It’s August of 2020, which marks 15 years since the levees broke during Hurricane Katrina and the founding events for Camp Restore were set in motion. We’ve made an incredible journey of progress over that time. I believe the best is yet to come.
At this point, I think it’s appropriate to reflect on what we’ve accomplished together over the past decade and a half… an effort that began before some of our current volunteers were born. In writing the following, I’ve realized we have a TON of stories and moments to share that can’t be summarized by a single piece. So please consider this a summary of a small portion.
Up to the point when we paused volunteer activities as a Covid-19 precaution in mid-March, nearly 40,000 volunteers have called Camp Restore-New Orleans home, and nearly 20,000 more served at our former sister camp in Mississippi, Camp Biloxi. They are all ages and backgrounds, from all 50 states and over 30 countries.
Together we’ve restored hundreds of flood-damaged homes and worked with dozens of fellow New Orleans nonprofits. Tens of thousands of trees have been planted in our wetlands. Rescue animals have been cared for, teachers helped, schools prepared, recycled beads sorted, youth and senior centers supported.
We tackled some big projects, too, restoring four church facilities, including Trinity-Claiborne in the Lower Ninth Ward which is now home to two churches and two nonprofits. We helped restore the St. John Berchman’s Center, a former convent now home to a child-development center.
Camp Restore itself transformed, beginning with an RV park filled with the camper trailers of Laborers for Christ retirees, a bunk-room capacity of 150 and a kitchen trailer where Mrs. Lorraine and her sister Brenda prepared meals. During 2010-2011, we moved all our bunk beds into mobile housing units as we welcomed a charter school onsite while their main facility was worked on. That was one of our busiest seasons ever, so there are plenty of memories about life in the “containers.”

•••••

=== Exercise description ===
From the Camp Restore anniversary reflection, reproduce everything from "At this point, I" down to "a small portion.", word for word. Nothing in the lines below has any bearing on this.

=== Data ===
•••••

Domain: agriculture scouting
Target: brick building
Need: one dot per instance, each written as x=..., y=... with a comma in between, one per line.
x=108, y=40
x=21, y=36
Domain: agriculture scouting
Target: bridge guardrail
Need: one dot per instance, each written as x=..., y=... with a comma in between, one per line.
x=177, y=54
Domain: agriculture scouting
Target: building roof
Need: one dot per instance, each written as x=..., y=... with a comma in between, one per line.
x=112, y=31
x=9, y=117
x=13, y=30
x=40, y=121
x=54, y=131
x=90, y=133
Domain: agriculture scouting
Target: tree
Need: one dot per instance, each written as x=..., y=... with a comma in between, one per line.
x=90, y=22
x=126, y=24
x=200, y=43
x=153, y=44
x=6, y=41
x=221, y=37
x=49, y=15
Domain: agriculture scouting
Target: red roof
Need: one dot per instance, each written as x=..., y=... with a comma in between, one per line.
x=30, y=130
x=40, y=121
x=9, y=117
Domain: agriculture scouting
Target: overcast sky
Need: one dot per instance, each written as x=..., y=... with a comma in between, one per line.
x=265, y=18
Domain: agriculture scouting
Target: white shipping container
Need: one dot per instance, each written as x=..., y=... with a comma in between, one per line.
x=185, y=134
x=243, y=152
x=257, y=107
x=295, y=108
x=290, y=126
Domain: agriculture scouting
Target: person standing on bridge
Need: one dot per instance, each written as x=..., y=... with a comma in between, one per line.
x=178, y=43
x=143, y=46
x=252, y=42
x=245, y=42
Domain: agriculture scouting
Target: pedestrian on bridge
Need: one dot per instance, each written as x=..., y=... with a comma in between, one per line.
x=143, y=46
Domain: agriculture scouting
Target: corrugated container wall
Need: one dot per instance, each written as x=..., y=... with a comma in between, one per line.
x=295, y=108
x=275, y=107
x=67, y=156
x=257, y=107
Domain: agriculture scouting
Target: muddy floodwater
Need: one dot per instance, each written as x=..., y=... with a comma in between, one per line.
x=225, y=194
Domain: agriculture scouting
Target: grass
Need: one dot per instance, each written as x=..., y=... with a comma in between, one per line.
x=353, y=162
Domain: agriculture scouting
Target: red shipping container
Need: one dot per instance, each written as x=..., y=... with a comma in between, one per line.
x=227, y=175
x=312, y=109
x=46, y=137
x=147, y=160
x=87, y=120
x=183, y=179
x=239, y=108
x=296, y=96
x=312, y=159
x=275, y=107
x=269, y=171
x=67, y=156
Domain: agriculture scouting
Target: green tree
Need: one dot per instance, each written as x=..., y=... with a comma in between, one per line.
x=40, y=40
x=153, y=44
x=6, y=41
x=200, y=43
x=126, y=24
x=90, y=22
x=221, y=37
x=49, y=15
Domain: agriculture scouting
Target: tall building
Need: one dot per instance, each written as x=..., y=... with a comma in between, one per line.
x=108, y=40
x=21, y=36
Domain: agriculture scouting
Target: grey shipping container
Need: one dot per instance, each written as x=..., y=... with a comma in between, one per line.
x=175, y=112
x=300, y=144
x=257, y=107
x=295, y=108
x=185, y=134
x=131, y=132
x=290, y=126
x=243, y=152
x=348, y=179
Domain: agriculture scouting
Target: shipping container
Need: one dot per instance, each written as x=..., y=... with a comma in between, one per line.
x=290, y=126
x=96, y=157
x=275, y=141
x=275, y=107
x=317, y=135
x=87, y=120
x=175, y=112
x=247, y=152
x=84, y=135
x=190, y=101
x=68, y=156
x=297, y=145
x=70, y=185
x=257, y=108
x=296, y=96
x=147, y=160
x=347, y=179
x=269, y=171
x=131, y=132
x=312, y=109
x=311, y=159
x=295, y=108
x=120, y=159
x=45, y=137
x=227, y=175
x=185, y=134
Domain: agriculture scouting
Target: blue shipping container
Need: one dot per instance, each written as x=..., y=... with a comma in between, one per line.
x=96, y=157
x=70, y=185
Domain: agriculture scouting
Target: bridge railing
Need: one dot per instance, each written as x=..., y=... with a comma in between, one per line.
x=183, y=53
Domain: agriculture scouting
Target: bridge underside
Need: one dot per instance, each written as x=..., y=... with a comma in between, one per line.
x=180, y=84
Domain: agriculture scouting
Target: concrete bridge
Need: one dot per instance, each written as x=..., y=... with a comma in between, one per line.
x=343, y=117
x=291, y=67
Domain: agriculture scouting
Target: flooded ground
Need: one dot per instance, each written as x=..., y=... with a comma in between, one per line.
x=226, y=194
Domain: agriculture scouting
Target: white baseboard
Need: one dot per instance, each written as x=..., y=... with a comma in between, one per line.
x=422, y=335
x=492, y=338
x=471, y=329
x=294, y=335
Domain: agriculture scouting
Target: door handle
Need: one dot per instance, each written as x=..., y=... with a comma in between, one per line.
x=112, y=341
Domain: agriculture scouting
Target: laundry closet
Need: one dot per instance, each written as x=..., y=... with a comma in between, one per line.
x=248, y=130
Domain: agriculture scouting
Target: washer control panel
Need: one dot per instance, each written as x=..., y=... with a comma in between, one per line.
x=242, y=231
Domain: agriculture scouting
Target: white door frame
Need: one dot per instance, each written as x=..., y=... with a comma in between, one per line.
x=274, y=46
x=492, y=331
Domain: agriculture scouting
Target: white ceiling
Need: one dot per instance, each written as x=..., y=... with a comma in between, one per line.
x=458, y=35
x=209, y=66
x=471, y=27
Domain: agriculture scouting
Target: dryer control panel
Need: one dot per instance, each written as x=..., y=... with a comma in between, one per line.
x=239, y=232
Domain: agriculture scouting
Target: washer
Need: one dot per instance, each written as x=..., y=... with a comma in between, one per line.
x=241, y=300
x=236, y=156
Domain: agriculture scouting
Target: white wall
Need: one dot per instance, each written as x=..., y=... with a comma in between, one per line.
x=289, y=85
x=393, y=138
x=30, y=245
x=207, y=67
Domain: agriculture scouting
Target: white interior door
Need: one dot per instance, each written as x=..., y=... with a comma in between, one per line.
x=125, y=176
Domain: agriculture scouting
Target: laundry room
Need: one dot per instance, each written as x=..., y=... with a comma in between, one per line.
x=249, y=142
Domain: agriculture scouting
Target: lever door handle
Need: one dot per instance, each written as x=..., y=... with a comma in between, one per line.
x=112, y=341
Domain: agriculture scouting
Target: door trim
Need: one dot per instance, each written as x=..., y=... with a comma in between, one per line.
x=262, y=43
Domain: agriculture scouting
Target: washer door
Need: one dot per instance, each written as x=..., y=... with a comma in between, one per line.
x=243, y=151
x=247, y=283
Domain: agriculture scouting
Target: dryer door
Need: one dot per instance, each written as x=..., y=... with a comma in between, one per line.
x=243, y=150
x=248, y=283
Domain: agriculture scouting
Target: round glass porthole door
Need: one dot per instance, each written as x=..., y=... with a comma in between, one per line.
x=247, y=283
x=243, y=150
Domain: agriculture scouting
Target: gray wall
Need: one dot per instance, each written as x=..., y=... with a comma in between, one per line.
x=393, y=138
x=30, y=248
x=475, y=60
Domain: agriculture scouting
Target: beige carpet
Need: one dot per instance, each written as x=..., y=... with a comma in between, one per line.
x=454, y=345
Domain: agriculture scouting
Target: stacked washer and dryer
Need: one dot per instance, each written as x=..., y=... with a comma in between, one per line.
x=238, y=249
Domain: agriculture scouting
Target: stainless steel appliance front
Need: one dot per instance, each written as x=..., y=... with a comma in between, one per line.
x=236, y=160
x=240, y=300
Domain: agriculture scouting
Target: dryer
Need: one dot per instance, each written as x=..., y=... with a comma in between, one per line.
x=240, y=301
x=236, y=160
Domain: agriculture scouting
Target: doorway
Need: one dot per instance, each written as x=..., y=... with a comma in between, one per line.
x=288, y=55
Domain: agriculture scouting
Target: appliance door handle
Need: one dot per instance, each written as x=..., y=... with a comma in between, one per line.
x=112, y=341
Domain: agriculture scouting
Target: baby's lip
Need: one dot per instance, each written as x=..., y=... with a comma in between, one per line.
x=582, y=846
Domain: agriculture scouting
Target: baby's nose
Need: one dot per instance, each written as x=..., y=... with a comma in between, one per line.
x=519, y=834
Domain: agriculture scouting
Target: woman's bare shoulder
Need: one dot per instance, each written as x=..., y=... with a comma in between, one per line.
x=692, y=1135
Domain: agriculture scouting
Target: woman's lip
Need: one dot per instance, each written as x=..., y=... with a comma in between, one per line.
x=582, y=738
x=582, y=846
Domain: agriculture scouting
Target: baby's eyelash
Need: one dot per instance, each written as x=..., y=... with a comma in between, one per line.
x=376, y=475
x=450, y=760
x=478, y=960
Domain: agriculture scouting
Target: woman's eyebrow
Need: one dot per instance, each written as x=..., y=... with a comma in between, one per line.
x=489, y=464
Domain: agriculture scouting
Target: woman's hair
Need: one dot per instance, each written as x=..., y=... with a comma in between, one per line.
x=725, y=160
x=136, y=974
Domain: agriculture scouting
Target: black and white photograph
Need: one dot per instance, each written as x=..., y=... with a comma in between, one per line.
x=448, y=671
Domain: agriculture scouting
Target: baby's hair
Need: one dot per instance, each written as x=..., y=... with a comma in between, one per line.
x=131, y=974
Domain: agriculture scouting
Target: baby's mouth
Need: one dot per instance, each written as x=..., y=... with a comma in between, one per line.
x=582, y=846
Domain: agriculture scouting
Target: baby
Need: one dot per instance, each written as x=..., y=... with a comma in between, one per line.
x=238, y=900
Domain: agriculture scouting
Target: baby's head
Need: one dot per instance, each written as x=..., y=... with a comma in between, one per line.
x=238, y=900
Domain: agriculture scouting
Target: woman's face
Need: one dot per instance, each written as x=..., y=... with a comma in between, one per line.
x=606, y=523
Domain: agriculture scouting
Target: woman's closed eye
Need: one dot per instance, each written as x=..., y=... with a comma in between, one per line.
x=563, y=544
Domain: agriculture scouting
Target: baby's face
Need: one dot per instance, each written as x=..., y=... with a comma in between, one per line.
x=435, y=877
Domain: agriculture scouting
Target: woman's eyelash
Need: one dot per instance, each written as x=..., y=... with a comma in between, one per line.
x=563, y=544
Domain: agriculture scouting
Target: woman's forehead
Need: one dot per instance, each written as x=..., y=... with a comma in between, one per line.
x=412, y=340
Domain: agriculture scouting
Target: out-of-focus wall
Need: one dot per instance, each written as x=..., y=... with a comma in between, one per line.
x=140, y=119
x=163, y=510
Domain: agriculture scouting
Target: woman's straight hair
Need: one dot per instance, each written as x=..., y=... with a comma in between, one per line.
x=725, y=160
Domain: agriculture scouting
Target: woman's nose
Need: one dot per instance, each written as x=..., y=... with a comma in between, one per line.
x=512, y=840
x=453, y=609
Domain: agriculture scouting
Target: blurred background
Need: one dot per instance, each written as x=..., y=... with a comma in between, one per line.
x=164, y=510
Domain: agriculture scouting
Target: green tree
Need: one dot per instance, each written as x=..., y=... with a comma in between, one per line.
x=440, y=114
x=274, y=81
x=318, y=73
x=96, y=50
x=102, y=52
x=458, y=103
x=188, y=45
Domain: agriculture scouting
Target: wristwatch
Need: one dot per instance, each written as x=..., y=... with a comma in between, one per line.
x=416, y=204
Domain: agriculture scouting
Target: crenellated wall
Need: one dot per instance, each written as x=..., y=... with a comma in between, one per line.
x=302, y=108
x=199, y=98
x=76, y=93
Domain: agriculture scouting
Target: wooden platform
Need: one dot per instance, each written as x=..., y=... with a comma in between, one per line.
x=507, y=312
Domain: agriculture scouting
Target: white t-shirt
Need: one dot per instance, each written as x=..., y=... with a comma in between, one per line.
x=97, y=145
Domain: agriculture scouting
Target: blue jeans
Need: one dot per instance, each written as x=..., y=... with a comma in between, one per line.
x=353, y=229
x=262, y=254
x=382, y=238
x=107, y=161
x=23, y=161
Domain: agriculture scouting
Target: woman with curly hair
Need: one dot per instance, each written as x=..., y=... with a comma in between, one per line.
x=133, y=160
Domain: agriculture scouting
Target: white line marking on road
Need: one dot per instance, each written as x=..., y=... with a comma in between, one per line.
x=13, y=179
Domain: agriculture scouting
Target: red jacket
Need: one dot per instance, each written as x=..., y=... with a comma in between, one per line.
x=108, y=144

•••••

=== Worked solution ===
At this point, I think it’s appropriate to reflect on what we’ve accomplished together over the past decade and a half… an effort that began before some of our current volunteers were born. In writing the following, I’ve realized we have a TON of stories and moments to share that can’t be summarized by a single piece. So please consider this a summary of a small portion.